#### Try it
The entries below must be restated word for word.
*** Data to process ***
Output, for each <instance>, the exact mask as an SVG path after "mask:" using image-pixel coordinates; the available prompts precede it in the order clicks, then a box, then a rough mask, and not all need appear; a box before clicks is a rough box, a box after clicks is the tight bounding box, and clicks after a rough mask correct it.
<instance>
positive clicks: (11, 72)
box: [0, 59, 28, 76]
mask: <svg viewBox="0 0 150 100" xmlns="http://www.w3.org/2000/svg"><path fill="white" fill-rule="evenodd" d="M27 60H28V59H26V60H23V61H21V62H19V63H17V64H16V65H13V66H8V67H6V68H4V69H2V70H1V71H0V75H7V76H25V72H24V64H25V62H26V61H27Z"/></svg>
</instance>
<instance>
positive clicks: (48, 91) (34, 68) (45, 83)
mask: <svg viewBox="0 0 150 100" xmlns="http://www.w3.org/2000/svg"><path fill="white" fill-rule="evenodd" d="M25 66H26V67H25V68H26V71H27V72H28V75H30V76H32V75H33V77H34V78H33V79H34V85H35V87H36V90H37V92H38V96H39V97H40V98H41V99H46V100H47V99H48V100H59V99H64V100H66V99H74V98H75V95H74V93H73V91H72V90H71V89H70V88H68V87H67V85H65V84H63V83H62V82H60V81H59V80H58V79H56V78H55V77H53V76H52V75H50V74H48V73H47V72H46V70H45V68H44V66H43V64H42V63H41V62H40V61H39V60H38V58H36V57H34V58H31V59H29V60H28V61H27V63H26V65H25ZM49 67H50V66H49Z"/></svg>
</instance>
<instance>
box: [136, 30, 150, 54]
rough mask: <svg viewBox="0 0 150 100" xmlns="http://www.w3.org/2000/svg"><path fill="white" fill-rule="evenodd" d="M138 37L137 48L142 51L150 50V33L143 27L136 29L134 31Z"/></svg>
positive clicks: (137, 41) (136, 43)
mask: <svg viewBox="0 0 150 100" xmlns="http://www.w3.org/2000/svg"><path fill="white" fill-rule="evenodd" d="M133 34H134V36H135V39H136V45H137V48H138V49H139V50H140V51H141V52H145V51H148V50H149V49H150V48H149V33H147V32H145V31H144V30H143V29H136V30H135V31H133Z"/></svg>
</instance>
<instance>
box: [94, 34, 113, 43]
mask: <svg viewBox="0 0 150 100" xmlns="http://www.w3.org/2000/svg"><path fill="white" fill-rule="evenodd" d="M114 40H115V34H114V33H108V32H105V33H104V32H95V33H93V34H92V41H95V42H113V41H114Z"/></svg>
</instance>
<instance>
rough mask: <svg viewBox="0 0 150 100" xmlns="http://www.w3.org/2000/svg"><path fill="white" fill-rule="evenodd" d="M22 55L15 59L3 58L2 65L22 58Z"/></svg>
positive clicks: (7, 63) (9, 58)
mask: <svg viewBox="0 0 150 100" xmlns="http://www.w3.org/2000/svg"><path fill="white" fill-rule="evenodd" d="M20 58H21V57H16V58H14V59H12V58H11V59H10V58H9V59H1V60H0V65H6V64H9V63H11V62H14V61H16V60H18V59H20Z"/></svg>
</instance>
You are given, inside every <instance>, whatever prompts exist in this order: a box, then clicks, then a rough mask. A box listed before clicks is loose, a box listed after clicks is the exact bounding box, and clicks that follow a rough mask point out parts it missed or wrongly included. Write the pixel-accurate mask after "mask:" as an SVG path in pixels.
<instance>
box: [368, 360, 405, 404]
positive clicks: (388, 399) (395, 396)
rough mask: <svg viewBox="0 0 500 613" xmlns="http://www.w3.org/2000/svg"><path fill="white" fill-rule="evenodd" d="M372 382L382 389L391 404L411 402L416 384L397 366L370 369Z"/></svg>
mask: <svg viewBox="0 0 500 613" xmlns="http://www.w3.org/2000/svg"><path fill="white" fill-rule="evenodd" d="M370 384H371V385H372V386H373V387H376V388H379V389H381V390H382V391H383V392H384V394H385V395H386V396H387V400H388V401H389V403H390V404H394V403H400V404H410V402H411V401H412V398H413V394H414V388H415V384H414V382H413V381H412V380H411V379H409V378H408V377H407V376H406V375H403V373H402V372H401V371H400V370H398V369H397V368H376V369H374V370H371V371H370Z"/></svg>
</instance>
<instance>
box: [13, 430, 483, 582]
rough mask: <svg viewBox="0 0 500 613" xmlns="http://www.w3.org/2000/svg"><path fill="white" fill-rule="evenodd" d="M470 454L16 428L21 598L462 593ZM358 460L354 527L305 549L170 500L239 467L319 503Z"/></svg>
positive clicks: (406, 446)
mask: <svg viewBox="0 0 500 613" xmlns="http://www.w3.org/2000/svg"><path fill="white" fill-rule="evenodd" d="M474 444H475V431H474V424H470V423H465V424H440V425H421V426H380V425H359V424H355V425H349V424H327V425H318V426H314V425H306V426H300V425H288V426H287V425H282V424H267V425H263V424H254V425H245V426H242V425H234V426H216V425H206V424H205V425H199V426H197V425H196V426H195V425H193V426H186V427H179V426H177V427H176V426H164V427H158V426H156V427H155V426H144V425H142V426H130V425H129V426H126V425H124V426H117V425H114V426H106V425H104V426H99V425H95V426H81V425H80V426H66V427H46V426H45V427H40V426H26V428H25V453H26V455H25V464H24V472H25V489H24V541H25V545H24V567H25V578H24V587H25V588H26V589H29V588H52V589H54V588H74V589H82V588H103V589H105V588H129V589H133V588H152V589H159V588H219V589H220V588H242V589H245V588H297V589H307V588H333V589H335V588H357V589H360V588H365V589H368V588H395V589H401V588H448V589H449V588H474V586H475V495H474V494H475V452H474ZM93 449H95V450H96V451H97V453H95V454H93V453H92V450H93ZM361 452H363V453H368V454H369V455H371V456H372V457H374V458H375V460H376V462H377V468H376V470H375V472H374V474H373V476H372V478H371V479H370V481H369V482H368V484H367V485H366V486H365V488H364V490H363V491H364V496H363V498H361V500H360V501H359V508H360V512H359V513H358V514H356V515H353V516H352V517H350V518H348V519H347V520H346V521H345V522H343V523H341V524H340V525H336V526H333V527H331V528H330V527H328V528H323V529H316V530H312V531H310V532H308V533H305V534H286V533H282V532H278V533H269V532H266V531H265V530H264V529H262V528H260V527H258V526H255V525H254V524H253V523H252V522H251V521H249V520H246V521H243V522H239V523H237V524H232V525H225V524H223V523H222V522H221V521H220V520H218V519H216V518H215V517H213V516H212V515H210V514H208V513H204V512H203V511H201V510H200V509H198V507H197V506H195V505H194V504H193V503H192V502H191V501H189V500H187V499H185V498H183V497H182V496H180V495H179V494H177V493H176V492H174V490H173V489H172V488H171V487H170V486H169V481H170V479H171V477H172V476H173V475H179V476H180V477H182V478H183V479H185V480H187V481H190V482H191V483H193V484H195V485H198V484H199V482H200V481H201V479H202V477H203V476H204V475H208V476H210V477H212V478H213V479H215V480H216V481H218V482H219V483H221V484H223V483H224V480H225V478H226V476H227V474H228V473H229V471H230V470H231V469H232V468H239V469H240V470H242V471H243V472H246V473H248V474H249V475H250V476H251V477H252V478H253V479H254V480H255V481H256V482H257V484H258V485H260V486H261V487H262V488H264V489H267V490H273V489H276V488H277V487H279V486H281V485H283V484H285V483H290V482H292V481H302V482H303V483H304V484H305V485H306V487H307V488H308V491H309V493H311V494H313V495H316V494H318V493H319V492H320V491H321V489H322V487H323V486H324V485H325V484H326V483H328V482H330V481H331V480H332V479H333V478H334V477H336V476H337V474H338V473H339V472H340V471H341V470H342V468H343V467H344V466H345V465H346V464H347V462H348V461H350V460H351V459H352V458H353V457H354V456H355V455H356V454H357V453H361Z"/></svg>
*** End of Data to process ***
#### Worked solution
Output, for each <instance>, the exact mask as an SVG path after "mask:" using image-pixel coordinates; the available prompts precede it in the order clicks, then a box, then a rough mask, and not all need appear; a box before clicks is a rough box, a box after clicks is the tight bounding box, and clicks after a rough mask correct it.
<instance>
positive clicks: (11, 72)
box: [0, 59, 28, 76]
mask: <svg viewBox="0 0 150 100" xmlns="http://www.w3.org/2000/svg"><path fill="white" fill-rule="evenodd" d="M27 60H28V59H26V60H23V61H21V62H19V63H17V64H16V65H13V66H8V67H6V68H4V69H2V70H1V71H0V75H7V76H25V72H24V64H25V62H26V61H27Z"/></svg>
</instance>
<instance>
positive clicks: (48, 91) (34, 68) (45, 83)
mask: <svg viewBox="0 0 150 100" xmlns="http://www.w3.org/2000/svg"><path fill="white" fill-rule="evenodd" d="M25 66H26V67H25V68H26V71H27V72H28V75H30V76H32V75H33V77H34V78H33V79H34V85H35V87H36V90H37V92H38V96H39V97H40V98H41V99H46V100H47V99H48V100H59V99H64V100H66V99H74V98H75V95H74V93H73V91H72V90H71V89H70V88H68V87H67V85H65V84H63V83H62V82H60V81H59V80H58V79H56V78H55V77H53V76H52V75H50V74H48V73H47V72H46V70H45V68H44V66H43V64H42V63H41V62H40V61H39V60H38V58H36V57H34V58H31V59H29V60H28V61H27V63H26V65H25ZM49 67H50V66H49Z"/></svg>
</instance>
<instance>
box: [136, 30, 150, 54]
rough mask: <svg viewBox="0 0 150 100" xmlns="http://www.w3.org/2000/svg"><path fill="white" fill-rule="evenodd" d="M138 37L137 48L142 51L150 50V33L143 27L136 29L134 31Z"/></svg>
positive clicks: (137, 41) (136, 43)
mask: <svg viewBox="0 0 150 100" xmlns="http://www.w3.org/2000/svg"><path fill="white" fill-rule="evenodd" d="M133 34H134V36H135V39H136V45H137V48H138V49H139V50H140V51H141V52H145V51H148V50H149V49H150V48H149V33H147V32H145V31H144V30H143V29H136V30H135V31H133Z"/></svg>
</instance>
<instance>
box: [94, 34, 113, 43]
mask: <svg viewBox="0 0 150 100" xmlns="http://www.w3.org/2000/svg"><path fill="white" fill-rule="evenodd" d="M114 40H115V34H114V33H108V32H105V33H104V32H95V33H93V34H92V41H95V42H113V41H114Z"/></svg>
</instance>
<instance>
rough mask: <svg viewBox="0 0 150 100" xmlns="http://www.w3.org/2000/svg"><path fill="white" fill-rule="evenodd" d="M22 55L15 59L3 58L2 65L22 58Z"/></svg>
positive clicks: (7, 63) (9, 58)
mask: <svg viewBox="0 0 150 100" xmlns="http://www.w3.org/2000/svg"><path fill="white" fill-rule="evenodd" d="M20 58H21V57H16V58H14V59H12V58H11V59H10V58H9V59H1V60H0V65H6V64H9V63H11V62H14V61H16V60H18V59H20Z"/></svg>
</instance>
You are given, inside every <instance>, whatever prompts exist in this order: a box, then clicks, then a rough mask. A box listed before clicks is loose, a box listed after clicks is the exact bounding box, and clicks that follow a rough mask point out parts it missed or wrongly included. Write the pixel-accurate mask after "mask:" as an SVG path in pixels.
<instance>
box: [368, 360, 405, 404]
positive clicks: (388, 399) (395, 396)
rough mask: <svg viewBox="0 0 500 613" xmlns="http://www.w3.org/2000/svg"><path fill="white" fill-rule="evenodd" d="M372 382L382 389L391 404L411 402L416 384L397 366L370 369Z"/></svg>
mask: <svg viewBox="0 0 500 613" xmlns="http://www.w3.org/2000/svg"><path fill="white" fill-rule="evenodd" d="M370 384H371V385H372V386H373V387H376V388H379V389H381V390H382V391H383V392H384V394H385V395H386V396H387V400H388V401H389V403H390V404H394V403H400V404H410V402H411V401H412V398H413V394H414V388H415V384H414V382H413V381H412V380H411V379H409V378H408V377H407V376H406V375H403V373H402V372H401V371H400V370H398V369H397V368H376V369H374V370H371V371H370Z"/></svg>
</instance>
<instance>
box: [13, 430, 483, 582]
rough mask: <svg viewBox="0 0 500 613" xmlns="http://www.w3.org/2000/svg"><path fill="white" fill-rule="evenodd" d="M470 454L16 428L21 598L462 593ZM358 460L354 527L305 549L170 500L239 467L319 503Z"/></svg>
positive clicks: (406, 446)
mask: <svg viewBox="0 0 500 613" xmlns="http://www.w3.org/2000/svg"><path fill="white" fill-rule="evenodd" d="M474 444H475V431H474V424H470V423H465V424H440V425H421V426H380V425H359V424H355V425H349V424H327V425H318V426H314V425H306V426H300V425H288V426H287V425H282V424H267V425H263V424H254V425H245V426H242V425H234V426H216V425H206V424H205V425H199V426H197V425H196V426H195V425H193V426H186V427H179V426H177V427H176V426H164V427H158V426H156V427H155V426H144V425H142V426H130V425H129V426H126V425H124V426H117V425H114V426H106V425H104V426H99V425H95V426H81V425H80V426H66V427H46V426H45V427H40V426H26V428H25V453H26V455H25V464H24V472H25V489H24V541H25V545H24V567H25V578H24V587H25V588H26V589H29V588H52V589H54V588H74V589H82V588H103V589H105V588H129V589H133V588H152V589H159V588H219V589H220V588H242V589H245V588H297V589H307V588H333V589H335V588H357V589H360V588H365V589H368V588H395V589H401V588H448V589H449V588H474V586H475V495H474V494H475V452H474ZM93 449H95V450H96V451H97V453H95V454H93V453H92V450H93ZM361 452H363V453H368V454H369V455H371V456H372V457H374V458H375V460H376V462H377V468H376V470H375V472H374V474H373V476H372V478H371V479H370V481H369V482H368V484H367V485H366V486H365V488H364V490H363V491H364V496H363V498H361V500H360V501H359V508H360V512H359V513H358V514H356V515H353V516H352V517H350V518H348V519H347V520H346V521H345V522H343V523H341V524H340V525H336V526H333V527H331V528H330V527H328V528H323V529H316V530H312V531H310V532H308V533H305V534H286V533H282V532H278V533H269V532H266V531H265V530H264V529H262V528H260V527H258V526H255V525H254V524H253V523H252V522H251V521H249V520H246V521H243V522H239V523H237V524H232V525H225V524H223V523H222V522H221V521H220V520H218V519H216V518H215V517H213V516H212V515H210V514H208V513H204V512H203V511H201V510H200V509H198V507H197V506H195V505H194V504H193V503H192V502H191V501H189V500H187V499H185V498H183V497H182V496H180V495H179V494H177V493H176V492H174V490H173V489H172V488H171V487H170V486H169V481H170V479H171V477H172V476H173V475H179V476H180V477H182V478H183V479H185V480H187V481H190V482H191V483H193V484H195V485H198V484H199V482H200V481H201V479H202V477H203V476H204V475H208V476H210V477H212V478H213V479H215V480H216V481H218V482H219V483H221V484H223V483H224V480H225V478H226V476H227V474H228V473H229V471H230V470H231V469H232V468H239V469H240V470H242V471H243V472H246V473H248V474H249V475H250V476H251V477H252V478H253V479H254V480H255V481H256V482H257V484H258V485H260V486H261V487H262V488H264V489H267V490H273V489H276V488H277V487H279V486H281V485H283V484H285V483H290V482H292V481H302V482H303V483H304V484H305V485H306V487H307V488H308V491H309V493H311V494H313V495H316V494H318V493H319V492H320V491H321V489H322V487H323V486H324V485H325V484H326V483H328V482H330V481H331V480H332V479H333V478H334V477H336V476H337V474H338V473H339V472H340V471H341V470H342V468H343V467H344V466H345V465H346V464H347V462H348V461H350V460H351V459H352V458H353V457H354V456H355V455H356V454H357V453H361Z"/></svg>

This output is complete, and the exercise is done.